▶ Extracted information
BEGIN

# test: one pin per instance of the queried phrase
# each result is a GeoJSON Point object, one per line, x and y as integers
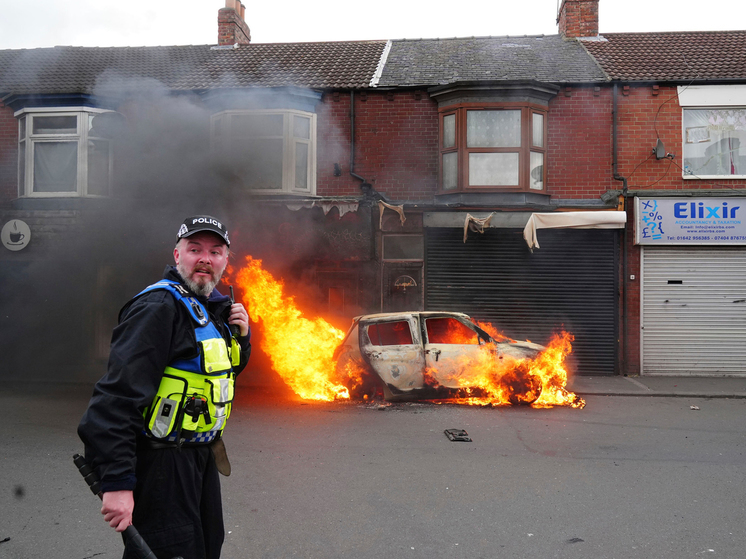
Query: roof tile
{"type": "Point", "coordinates": [346, 65]}
{"type": "Point", "coordinates": [672, 56]}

END

▶ Work order
Could you reproduce exactly the lines from the one containing "# each result" through the last line of the records, both included, leaving out the pictures?

▶ Result
# each result is a GeoJSON Point object, one per line, x and y as integers
Query: roof tile
{"type": "Point", "coordinates": [346, 65]}
{"type": "Point", "coordinates": [672, 56]}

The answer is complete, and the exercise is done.